• Set exercise 1:
In the listing below, copy the lines starting at the line that contains "Homework 3, problem 2: Detect the yellow" and ending at the last line of the listing, including both ends. Multiply every bounding box coordinate by 0.9 and round it to a whole number, rounding halves up.

• Text excerpt:
I hadn't previously been aware that Neil and Christine Hamilton had swelled the sponge of wine writers, as we're collectively known, until they turned up at the Asda tasting, he in red trousers and blue shirt, she tastefully colour co-ordinated in red top and blue skirt. I was leaving as they pitched up on their bikes, but it was hard not to miss Neil, after a quick slurp of cava, sashaying like a latter-day Bond to the Bollinger. It can only be a matter of time before their ambit includes Corney & Barrow and Justerini & Brooks, unless they are detained by their duties as hosts of Destination Lunch on Overseas Property TV (Sky 287).
Speaking of absent friends, we'd heard barely a peep from the apparently publicity-shy Asda, who two years ago dumped their wine-buying dynamic duo – Tara Neil and Sara Brook – for reasons best known to themselves. A press tasting was long overdue then, as the supermarket group admitted. The good news was that Asda hadn't just been sitting on its hands since that time, but appointed its consultant, Philippa Carr, a master of wine (MW), to full-time wine buyer in November 2005. MW status is not an automatic guarantee of wine-buying skill, but Carr has both the experience and, on the evidence of the launch of the new range, a palate that gives her the aptitude, and attitude, for the job.

• A run of records:
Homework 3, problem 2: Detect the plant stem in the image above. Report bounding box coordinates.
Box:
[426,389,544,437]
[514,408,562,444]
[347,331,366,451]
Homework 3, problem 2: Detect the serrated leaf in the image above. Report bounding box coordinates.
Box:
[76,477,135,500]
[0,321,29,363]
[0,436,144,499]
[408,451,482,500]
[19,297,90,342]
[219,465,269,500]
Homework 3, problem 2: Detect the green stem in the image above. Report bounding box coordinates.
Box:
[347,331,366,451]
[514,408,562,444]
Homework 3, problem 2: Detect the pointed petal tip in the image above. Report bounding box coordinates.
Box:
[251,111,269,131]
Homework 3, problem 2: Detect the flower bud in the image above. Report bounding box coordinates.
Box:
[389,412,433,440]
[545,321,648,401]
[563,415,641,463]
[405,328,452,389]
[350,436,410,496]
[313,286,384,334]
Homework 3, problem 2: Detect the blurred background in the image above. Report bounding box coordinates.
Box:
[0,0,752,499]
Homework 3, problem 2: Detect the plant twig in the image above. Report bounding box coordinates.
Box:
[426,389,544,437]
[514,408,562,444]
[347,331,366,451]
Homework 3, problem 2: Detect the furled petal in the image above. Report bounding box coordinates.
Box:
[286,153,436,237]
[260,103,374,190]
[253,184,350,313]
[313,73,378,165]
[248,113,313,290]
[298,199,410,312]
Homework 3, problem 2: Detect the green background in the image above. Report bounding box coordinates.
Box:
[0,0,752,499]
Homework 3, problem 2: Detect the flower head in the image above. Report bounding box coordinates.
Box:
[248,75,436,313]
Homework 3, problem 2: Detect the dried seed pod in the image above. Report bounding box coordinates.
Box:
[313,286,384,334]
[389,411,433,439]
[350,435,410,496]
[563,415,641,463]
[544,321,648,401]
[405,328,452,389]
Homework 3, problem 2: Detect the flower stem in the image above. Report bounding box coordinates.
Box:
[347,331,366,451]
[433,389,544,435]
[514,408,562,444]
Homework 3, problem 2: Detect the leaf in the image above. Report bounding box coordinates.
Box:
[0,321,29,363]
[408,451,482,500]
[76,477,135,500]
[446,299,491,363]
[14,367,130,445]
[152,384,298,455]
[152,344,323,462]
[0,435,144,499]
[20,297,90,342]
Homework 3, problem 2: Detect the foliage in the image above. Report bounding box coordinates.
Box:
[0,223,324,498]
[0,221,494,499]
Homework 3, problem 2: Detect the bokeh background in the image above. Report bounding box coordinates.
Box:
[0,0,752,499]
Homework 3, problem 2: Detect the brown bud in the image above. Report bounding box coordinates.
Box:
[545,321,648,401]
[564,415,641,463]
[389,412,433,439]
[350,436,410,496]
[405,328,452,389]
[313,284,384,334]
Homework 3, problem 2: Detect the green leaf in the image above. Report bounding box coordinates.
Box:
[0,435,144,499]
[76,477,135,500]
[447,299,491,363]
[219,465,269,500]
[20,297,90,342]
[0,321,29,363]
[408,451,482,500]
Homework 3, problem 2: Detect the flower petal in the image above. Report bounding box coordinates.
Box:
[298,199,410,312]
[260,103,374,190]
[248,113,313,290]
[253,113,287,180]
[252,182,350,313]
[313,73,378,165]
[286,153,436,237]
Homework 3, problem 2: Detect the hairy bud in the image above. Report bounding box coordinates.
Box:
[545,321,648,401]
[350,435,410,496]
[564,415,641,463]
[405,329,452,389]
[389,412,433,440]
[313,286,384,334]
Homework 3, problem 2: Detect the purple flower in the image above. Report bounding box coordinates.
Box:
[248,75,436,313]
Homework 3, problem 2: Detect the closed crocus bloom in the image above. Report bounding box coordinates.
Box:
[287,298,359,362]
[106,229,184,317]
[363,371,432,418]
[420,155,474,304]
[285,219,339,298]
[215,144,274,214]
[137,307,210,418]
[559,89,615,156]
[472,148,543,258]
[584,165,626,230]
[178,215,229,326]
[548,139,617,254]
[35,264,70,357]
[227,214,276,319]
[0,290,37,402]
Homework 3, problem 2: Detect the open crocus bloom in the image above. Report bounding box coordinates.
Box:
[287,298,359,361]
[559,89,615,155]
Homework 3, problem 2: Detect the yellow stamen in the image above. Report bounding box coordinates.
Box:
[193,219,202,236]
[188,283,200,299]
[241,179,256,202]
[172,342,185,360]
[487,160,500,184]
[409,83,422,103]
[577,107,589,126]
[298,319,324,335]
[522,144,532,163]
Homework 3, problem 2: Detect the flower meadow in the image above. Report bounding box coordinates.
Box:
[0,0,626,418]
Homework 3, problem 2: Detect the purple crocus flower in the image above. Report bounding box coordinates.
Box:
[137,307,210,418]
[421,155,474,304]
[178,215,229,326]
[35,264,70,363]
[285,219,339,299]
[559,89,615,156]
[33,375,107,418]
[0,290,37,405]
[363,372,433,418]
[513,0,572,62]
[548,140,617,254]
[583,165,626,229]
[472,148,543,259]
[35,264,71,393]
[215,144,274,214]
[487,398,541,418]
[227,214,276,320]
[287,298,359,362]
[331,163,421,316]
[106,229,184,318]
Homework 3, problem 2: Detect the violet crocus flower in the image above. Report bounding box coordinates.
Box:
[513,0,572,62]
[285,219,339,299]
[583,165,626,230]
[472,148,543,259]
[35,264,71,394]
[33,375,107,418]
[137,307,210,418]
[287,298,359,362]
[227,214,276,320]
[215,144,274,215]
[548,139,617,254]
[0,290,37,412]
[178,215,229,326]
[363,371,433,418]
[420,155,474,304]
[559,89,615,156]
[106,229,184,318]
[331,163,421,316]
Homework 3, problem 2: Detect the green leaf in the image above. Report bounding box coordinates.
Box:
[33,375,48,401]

• Set exercise 2:
Give the full name of every real person named in the wine column above.

• Exercise solution 1:
Homework 3, problem 2: Detect the yellow stamen in the image above. Report bounding box coordinates.
Box:
[174,197,182,212]
[169,255,180,269]
[217,161,230,182]
[155,308,167,324]
[438,144,450,166]
[368,75,380,93]
[519,96,530,113]
[268,287,292,302]
[470,130,479,147]
Homework 3, problem 2: Detect the flower meadow in the image above. Report bounding box coordinates.
Box:
[0,0,563,376]
Homework 3, problem 2: Detect the purple crocus flower in the image above. Report bounding box coordinates.
Box:
[123,276,189,376]
[379,140,427,274]
[160,194,206,293]
[32,238,63,327]
[257,197,305,269]
[503,80,554,140]
[30,338,96,376]
[0,261,33,365]
[327,335,390,376]
[462,0,515,56]
[493,126,555,229]
[525,149,563,206]
[425,133,489,233]
[32,238,64,354]
[194,130,247,193]
[438,358,487,376]
[204,193,248,288]
[258,268,323,326]
[298,147,379,284]
[95,206,166,286]
Homework 3, problem 2: Detect the violet crocus flower in the image above. Report bounding box coordinates.
Box:
[462,0,515,56]
[257,197,305,269]
[525,149,563,207]
[425,133,489,233]
[32,238,64,355]
[30,338,96,376]
[123,276,189,376]
[258,268,323,326]
[204,193,248,288]
[194,130,247,194]
[493,125,555,229]
[0,261,33,371]
[160,194,206,293]
[327,334,390,376]
[378,140,427,274]
[503,80,554,140]
[95,206,166,286]
[298,147,379,284]
Homework 3, problem 2: Detect the green leaf in the image above. Report bounding box coordinates.
Box:
[30,338,43,361]

• Exercise solution 2:
Neil Hamilton
Christine Hamilton
Tara Neil
Sara Brook
Philippa Carr